Exercise task
Please repeat all of the items below, swapping "integer pixel coordinates" for "whole-number pixel coordinates" wherever it occurs and keeping everything else unchanged. Leave the pictures out of your answer.

Provided entries

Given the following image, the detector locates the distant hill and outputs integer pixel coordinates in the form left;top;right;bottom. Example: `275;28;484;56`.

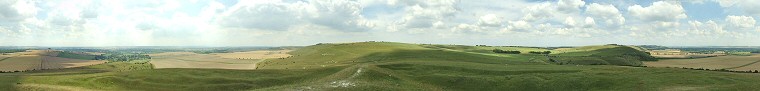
551;45;657;66
8;42;760;91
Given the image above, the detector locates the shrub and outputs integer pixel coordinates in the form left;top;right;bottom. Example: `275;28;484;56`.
493;49;520;54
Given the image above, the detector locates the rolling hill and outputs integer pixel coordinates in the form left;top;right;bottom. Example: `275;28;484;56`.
0;42;760;91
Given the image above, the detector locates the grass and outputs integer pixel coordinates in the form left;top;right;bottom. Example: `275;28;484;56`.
0;42;760;91
57;52;96;60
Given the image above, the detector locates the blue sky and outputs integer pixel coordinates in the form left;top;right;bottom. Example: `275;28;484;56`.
0;0;760;46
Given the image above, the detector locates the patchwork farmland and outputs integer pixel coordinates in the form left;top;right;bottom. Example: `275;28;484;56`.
644;54;760;71
0;50;105;72
150;50;290;69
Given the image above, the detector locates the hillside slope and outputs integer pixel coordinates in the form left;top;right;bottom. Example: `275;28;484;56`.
0;42;760;91
551;45;657;66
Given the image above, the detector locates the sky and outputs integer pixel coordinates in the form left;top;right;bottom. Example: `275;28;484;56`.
0;0;760;46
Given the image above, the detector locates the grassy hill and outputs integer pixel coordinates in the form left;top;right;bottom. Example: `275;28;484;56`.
57;52;96;60
0;42;760;91
551;45;657;66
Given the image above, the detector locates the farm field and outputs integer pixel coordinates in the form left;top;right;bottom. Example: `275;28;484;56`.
211;50;292;59
0;55;42;72
150;52;260;69
0;50;105;72
0;42;760;91
644;54;760;71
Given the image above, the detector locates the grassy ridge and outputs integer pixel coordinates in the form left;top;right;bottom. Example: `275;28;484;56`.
0;42;760;91
551;45;657;66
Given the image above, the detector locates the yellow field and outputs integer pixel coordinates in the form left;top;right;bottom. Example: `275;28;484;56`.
212;50;291;59
42;56;106;69
150;52;260;69
0;50;105;72
644;55;760;71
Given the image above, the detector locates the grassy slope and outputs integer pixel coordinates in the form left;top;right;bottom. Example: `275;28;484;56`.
0;42;760;91
57;52;95;60
552;45;656;66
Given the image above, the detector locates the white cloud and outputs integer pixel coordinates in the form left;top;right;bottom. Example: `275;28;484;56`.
478;14;502;27
219;0;373;31
394;0;458;29
689;20;726;35
0;0;37;22
557;0;586;13
628;1;687;22
506;21;532;32
586;3;625;26
522;3;556;21
716;0;760;16
726;15;756;30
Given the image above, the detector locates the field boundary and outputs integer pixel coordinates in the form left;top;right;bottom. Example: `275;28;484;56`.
0;55;21;61
723;60;760;69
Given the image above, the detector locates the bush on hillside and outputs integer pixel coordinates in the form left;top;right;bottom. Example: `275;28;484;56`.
493;49;520;54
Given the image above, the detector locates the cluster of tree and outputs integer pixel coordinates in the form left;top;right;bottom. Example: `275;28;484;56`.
0;49;26;53
493;49;520;54
95;53;150;61
666;67;760;73
528;51;552;54
193;49;230;54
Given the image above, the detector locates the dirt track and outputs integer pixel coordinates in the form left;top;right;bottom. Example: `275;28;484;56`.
150;52;259;69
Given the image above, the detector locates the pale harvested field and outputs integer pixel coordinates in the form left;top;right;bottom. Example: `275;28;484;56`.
644;55;760;70
42;56;106;69
212;50;292;59
0;50;106;71
652;54;725;58
0;55;41;71
150;52;260;69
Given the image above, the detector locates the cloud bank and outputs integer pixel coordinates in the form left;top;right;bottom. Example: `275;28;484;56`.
0;0;760;46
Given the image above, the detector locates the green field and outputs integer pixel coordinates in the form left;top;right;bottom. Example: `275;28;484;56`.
57;52;95;60
0;42;760;91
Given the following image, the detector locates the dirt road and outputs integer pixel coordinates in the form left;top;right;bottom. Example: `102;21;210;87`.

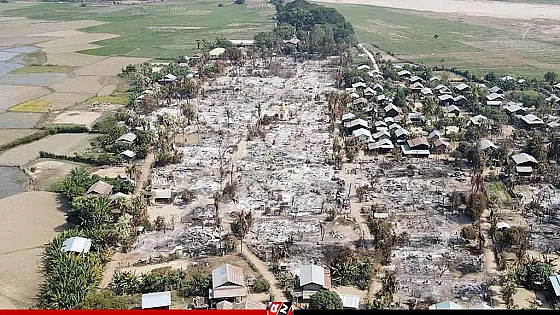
315;0;560;20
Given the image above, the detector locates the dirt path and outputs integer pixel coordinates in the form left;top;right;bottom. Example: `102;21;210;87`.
237;243;288;302
358;44;379;71
133;149;156;196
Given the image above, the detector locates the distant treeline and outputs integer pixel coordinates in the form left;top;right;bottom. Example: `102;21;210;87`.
255;0;356;57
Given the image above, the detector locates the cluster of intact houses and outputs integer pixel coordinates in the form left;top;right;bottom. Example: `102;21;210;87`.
341;65;560;175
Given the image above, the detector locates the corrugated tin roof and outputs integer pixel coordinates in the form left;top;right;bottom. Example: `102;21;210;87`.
212;264;245;289
117;132;136;142
299;265;325;286
339;295;360;309
550;275;560;297
233;300;266;310
86;180;113;196
430;301;463;310
511;153;538;164
62;236;91;253
142;291;171;309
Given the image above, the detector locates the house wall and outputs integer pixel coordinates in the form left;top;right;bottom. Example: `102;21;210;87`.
301;283;323;291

Right answer
Given the following image, the detector locates the distant hill and outputs whole-number pixel coordinates in the form left;top;right;bottom. Example: `275;28;484;56`.

551;45;657;66
8;42;760;91
Given the image above, the detector locates the shrub and outputs whole-number pixel coordinates in the form left;top;right;bottom. Example: `275;28;484;56`.
493;49;520;54
Given the image above, the detector locates the rolling hill and outputs whole-number pixel coordinates in the form left;top;right;bottom. Example: `275;28;484;56`.
0;42;760;91
Given the image above, the detector locates the grass and outputs whole-number pixel coordinates in the form left;top;right;bottom. Example: `275;28;484;56`.
0;42;760;91
57;52;96;60
Given the image above, the detector locates the blue sky and outputs whole-number pixel coordinates in the form left;top;right;bottom. Example: `275;28;484;56`.
0;0;760;46
Given the image above, the detector locates the patchwork farmland and outputs whole-number pixel coordinates in the form left;top;right;bottom. Example: `275;28;484;56`.
644;54;760;71
0;50;105;72
150;50;290;69
Given the image above, the detector locates the hillside slope and outputs whole-number pixel coordinates in the form left;top;right;bottom. Example: `275;28;484;56`.
0;42;760;91
551;45;657;66
Given the image above, the detector locates the sky and outputs whole-number pixel coordinates in the form left;top;right;bottom. Example: `275;28;484;56`.
0;0;760;46
Given the image above, the detector locates the grassy hill and outputs whole-number pixel coordinates in the form left;top;right;bottom. Example: `275;28;484;56`.
57;52;96;60
0;42;760;91
551;45;657;66
Given the image above, the detector locates the farm field and outputs whole-number pixel coordinates in the form left;top;right;bottom. Example: `275;28;484;56`.
211;50;292;59
0;55;42;72
150;52;260;69
0;50;105;72
0;42;760;91
644;54;760;71
Given the image above, the detector locates the grassy ridge and outputs whole-number pixel coordinates in the form left;top;right;bottom. Example: `275;28;484;56`.
0;42;760;91
551;45;657;66
Given the image above, the detector locates the yellow field and outputs whole-number pixel coordinates in the form left;top;right;bottom. Example: `275;28;484;56`.
212;50;291;59
42;56;106;69
150;52;260;69
0;50;105;72
644;55;760;71
Given the image above, the detector locates the grassy slope and outputs whole-number pixel coordinates in the form left;top;right;bottom. Example: `275;28;484;56`.
0;42;760;91
57;52;95;60
552;45;656;66
Given the image above, the detector locates the white cloud and outputs whole-number pixel coordinates in the form left;top;right;bottom. Example: `275;28;484;56`.
478;14;502;27
219;0;373;31
394;0;458;29
689;20;726;35
0;0;37;22
557;0;586;13
628;1;687;22
506;21;532;32
586;3;625;26
522;3;556;21
716;0;760;16
726;15;756;30
Given the image above, the detector locates the field boundary and outputs whole-number pixel coordinates in the form left;top;right;bottom. Example: `275;28;484;56`.
0;55;21;61
723;60;760;69
Given the image above, the detector locates the bush on hillside and outputs whole-number pixel coordinates in the form left;top;right;bottom. Example: `275;28;484;56`.
493;49;520;54
Given the image above, the detector locates the cluster of tree and outputs whole-number pixel coordinates in the form left;top;right;bottom. Example: `275;28;484;56`.
0;49;26;53
493;49;520;54
95;53;150;61
666;67;760;73
528;51;552;54
193;49;230;54
Given the image above, the detector locates the dirt track and outputs whole-number pixel coordinates in the form left;top;right;bottom. Example: `275;28;484;56`.
150;52;259;69
Given the image above, the detector locates the pale harvested field and outputs whole-number pixel coordinates in the form left;top;right;bottom. Example: `275;28;484;56`.
644;55;760;70
42;56;106;69
212;50;292;59
0;50;106;71
652;54;725;58
0;55;41;71
150;52;260;69
Given the image above, the detector locates the cloud bank and outputs whole-number pixel coordinates in the form left;top;right;bottom. Example: `275;28;484;56`.
0;0;760;46
Given the image above, the detector locates the green field and outputs whole-number pixel coordinates in the form left;top;right;bottom. Example: `275;28;484;56`.
57;52;95;60
0;42;760;91
Given the following image, the detector locates the dirt road and outputs whole-number pixel coordinates in the form left;top;right;bottom. Example: `102;21;210;87`.

315;0;560;20
Given the image above, the detector locates the dirt path and outputs whole-number pixel coordinates in the form left;top;right;bottom. Example: `102;21;210;87`.
237;243;288;302
358;44;379;71
133;149;156;196
Given the image above, the detector locates the distant treeline and outputs whole-number pixel coordinates in the form left;top;right;bottom. Example: `102;21;210;87`.
255;0;356;57
Given the image above, the detector locates the cluster of intact houses and outputs whole-number pixel coordinates in the form left;top;right;bottom. Example: `102;21;210;87`.
341;65;560;175
Given the image above, the detector locates the corrugated tin roof and outputs whole-number pixel coordinates in the form left;top;right;bottom. Example: `102;21;210;87`.
212;264;245;289
117;132;136;142
299;265;325;286
339;295;360;309
550;275;560;297
233;300;266;310
86;180;113;196
430;301;463;310
511;153;538;164
62;236;91;253
142;291;171;309
Given the image above, the detector locates the house wall and outputs whole-number pixel coordinates in the form left;top;right;bottom. Example: `102;21;210;87`.
301;283;323;291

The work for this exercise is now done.